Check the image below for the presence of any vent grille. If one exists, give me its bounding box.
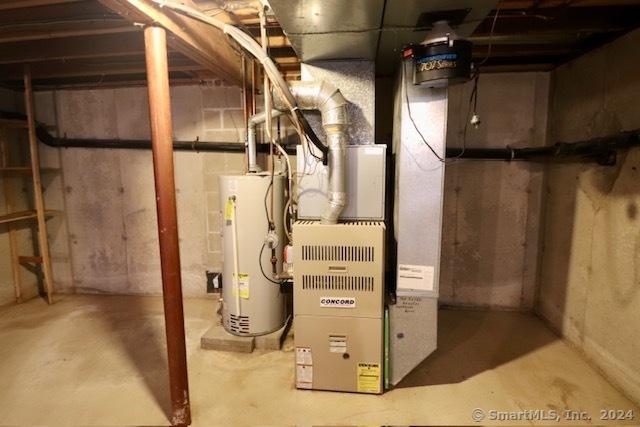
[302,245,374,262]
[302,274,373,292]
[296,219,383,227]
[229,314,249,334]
- - -
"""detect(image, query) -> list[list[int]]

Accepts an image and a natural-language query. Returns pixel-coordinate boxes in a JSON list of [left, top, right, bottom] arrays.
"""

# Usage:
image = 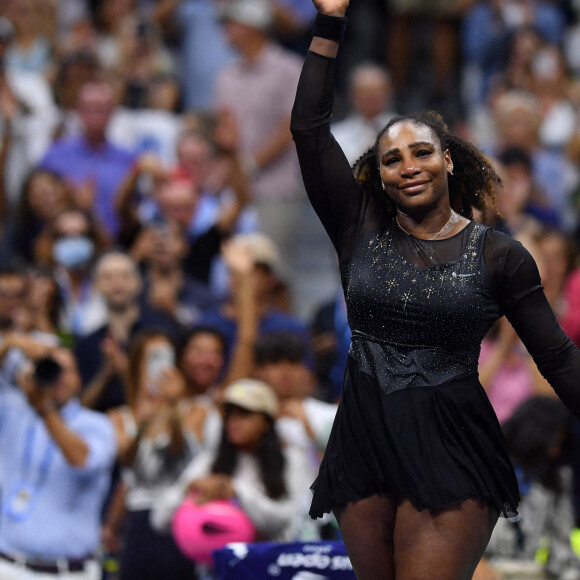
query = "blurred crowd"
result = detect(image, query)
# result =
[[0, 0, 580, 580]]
- - -
DIRECTIVE » Lay out as a numbered list the lines from the one containing "Check the image" through the one containing "[229,314,249,334]", skipping blank lines and leaving out the picture.

FINAL RESULT »
1. Check the image below for the presence of any vent grille. If one exists, give me its bounding box.
2. [302,245,374,262]
3. [302,274,373,292]
4. [296,219,383,227]
5. [229,314,249,334]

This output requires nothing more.